Your copy should match the records below exactly, except for the pictures.

Records from a data source:
%%
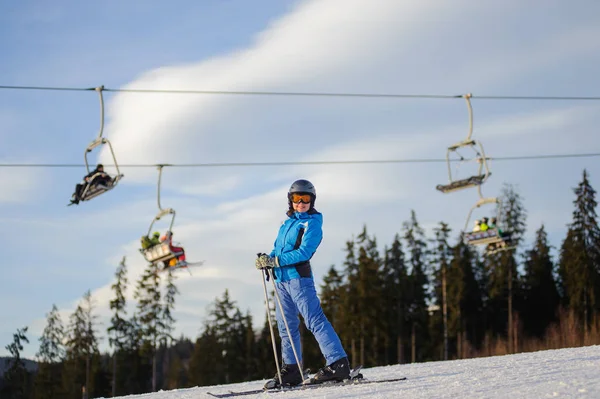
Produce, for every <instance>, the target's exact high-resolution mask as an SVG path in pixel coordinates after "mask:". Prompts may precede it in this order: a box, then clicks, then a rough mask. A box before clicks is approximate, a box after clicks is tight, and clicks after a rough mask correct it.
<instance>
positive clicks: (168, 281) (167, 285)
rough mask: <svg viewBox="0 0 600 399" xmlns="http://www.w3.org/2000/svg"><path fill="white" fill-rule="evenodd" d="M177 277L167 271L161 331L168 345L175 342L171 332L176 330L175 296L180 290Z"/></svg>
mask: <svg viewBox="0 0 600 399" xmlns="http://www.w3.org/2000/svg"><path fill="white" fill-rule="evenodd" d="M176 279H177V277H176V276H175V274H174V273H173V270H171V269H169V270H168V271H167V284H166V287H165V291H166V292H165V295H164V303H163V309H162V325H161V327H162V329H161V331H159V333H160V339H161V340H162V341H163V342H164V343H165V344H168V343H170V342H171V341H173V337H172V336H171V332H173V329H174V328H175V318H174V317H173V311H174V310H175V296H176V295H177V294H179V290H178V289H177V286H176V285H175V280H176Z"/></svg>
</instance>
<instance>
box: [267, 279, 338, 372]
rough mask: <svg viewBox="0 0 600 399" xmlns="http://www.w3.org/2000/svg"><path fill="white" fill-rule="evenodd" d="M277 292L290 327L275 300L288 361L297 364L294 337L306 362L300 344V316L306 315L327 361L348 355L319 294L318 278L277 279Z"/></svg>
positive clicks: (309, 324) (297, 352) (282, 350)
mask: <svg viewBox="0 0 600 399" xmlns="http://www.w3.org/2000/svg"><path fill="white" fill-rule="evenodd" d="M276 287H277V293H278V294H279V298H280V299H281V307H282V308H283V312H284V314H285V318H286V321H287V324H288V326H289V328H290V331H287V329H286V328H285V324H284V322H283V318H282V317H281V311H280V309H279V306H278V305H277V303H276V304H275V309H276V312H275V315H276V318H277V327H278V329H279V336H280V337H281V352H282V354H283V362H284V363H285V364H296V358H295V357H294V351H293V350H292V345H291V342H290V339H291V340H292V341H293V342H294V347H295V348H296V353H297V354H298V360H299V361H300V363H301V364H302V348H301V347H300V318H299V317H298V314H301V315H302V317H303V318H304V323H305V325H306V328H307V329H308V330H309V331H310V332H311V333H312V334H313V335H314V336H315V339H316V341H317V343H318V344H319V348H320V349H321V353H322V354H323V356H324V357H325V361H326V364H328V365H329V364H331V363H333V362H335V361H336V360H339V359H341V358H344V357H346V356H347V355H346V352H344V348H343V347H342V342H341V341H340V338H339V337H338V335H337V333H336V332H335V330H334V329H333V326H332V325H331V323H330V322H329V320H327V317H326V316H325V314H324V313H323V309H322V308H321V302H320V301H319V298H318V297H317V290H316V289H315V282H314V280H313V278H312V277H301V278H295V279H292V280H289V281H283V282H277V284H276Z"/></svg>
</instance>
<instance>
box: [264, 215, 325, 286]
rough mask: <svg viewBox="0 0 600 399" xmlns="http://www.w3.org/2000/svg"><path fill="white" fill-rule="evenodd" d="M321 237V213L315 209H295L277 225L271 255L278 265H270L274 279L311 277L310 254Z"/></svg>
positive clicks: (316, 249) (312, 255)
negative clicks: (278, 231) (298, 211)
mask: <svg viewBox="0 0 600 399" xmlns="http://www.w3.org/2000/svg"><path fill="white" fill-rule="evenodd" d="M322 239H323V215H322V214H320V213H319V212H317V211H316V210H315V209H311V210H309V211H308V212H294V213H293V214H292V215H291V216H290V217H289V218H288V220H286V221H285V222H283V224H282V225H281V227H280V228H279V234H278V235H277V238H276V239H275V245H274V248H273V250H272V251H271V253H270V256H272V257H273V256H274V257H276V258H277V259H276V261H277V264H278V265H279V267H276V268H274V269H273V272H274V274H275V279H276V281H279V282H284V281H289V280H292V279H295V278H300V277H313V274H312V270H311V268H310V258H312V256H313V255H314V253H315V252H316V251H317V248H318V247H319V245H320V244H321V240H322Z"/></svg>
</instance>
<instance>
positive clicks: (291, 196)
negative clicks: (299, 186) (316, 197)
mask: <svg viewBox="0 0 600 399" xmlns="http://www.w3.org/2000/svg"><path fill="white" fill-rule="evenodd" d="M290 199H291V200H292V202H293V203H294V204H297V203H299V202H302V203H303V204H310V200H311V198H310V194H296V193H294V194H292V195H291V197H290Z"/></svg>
%%
[WORKED SOLUTION]
Produce, for every <instance>, the target's exact high-resolution mask as an SVG path in pixel coordinates after "mask:". Prompts may precede it in this order: a box, then clicks, then a rough mask. A box before clicks is approximate, a box after clicks is tight, and clicks after a rough mask correct it.
<instance>
positive clicks: (168, 281) (167, 285)
rough mask: <svg viewBox="0 0 600 399" xmlns="http://www.w3.org/2000/svg"><path fill="white" fill-rule="evenodd" d="M177 277L167 271L161 331L168 345L175 342L171 332L176 330L175 296L180 290Z"/></svg>
mask: <svg viewBox="0 0 600 399" xmlns="http://www.w3.org/2000/svg"><path fill="white" fill-rule="evenodd" d="M176 279H177V277H176V276H175V274H174V273H173V270H171V269H169V270H168V271H167V284H166V287H165V291H166V292H165V295H164V303H163V309H162V325H161V327H162V329H161V331H159V333H160V339H161V340H162V341H163V342H164V343H165V344H168V343H170V342H171V341H173V337H172V336H171V332H173V329H174V328H175V318H174V317H173V311H174V310H175V296H176V295H177V294H179V290H178V289H177V286H176V285H175V280H176Z"/></svg>
</instance>
<instance>
box: [267, 279, 338, 372]
rough mask: <svg viewBox="0 0 600 399" xmlns="http://www.w3.org/2000/svg"><path fill="white" fill-rule="evenodd" d="M277 292L290 327L275 300L288 361L297 364L294 337L306 362L300 344V316L306 315L327 361L348 355L319 294L318 278L277 279Z"/></svg>
positive clicks: (309, 324) (297, 352) (282, 350)
mask: <svg viewBox="0 0 600 399" xmlns="http://www.w3.org/2000/svg"><path fill="white" fill-rule="evenodd" d="M276 287H277V293H278V294H279V298H280V299H281V307H282V308H283V312H284V314H285V318H286V321H287V324H288V326H289V328H290V331H287V329H286V328H285V324H284V322H283V318H282V317H281V311H280V309H279V306H278V305H277V303H276V304H275V309H276V312H275V315H276V318H277V327H278V329H279V336H280V337H281V352H282V354H283V362H284V363H285V364H296V358H295V357H294V351H293V350H292V345H291V342H290V339H291V340H292V341H293V342H294V347H295V348H296V353H297V354H298V360H299V361H300V363H301V364H302V348H301V347H300V318H299V317H298V314H301V315H302V317H303V318H304V323H305V325H306V328H307V329H308V330H309V331H310V332H311V333H312V334H313V335H314V336H315V339H316V341H317V343H318V344H319V348H320V349H321V353H322V354H323V356H324V357H325V361H326V364H328V365H329V364H331V363H333V362H335V361H336V360H339V359H341V358H344V357H346V356H347V355H346V352H344V348H343V347H342V342H341V341H340V338H339V337H338V335H337V333H336V332H335V330H334V329H333V326H332V325H331V323H330V322H329V320H327V317H326V316H325V314H324V313H323V309H322V308H321V302H320V301H319V298H318V297H317V290H316V289H315V282H314V280H313V278H312V277H301V278H295V279H292V280H289V281H283V282H277V284H276Z"/></svg>
</instance>
<instance>
box: [264, 215, 325, 286]
rough mask: <svg viewBox="0 0 600 399" xmlns="http://www.w3.org/2000/svg"><path fill="white" fill-rule="evenodd" d="M321 237V213L315 209H295L277 225L271 255L278 265H270L274 279L311 277L310 254Z"/></svg>
positive clicks: (316, 249) (312, 255)
negative clicks: (278, 231) (298, 211)
mask: <svg viewBox="0 0 600 399" xmlns="http://www.w3.org/2000/svg"><path fill="white" fill-rule="evenodd" d="M322 239H323V215H322V214H320V213H319V212H317V211H316V210H315V209H311V210H309V211H308V212H294V213H293V214H292V215H291V216H290V217H289V218H288V220H286V221H285V222H283V224H282V225H281V227H280V228H279V234H278V235H277V238H276V239H275V245H274V248H273V250H272V251H271V253H270V256H272V257H273V256H274V257H276V258H277V259H276V261H277V264H278V265H279V267H276V268H274V269H273V272H274V274H275V279H276V281H279V282H284V281H289V280H292V279H295V278H300V277H313V274H312V270H311V268H310V258H312V256H313V255H314V253H315V252H316V251H317V248H318V247H319V245H320V244H321V240H322Z"/></svg>
</instance>
<instance>
positive clicks: (291, 196)
negative clicks: (299, 186) (316, 197)
mask: <svg viewBox="0 0 600 399" xmlns="http://www.w3.org/2000/svg"><path fill="white" fill-rule="evenodd" d="M290 199H291V200H292V202H293V203H294V204H297V203H299V202H302V203H303V204H310V200H311V198H310V194H296V193H294V194H292V195H291V197H290Z"/></svg>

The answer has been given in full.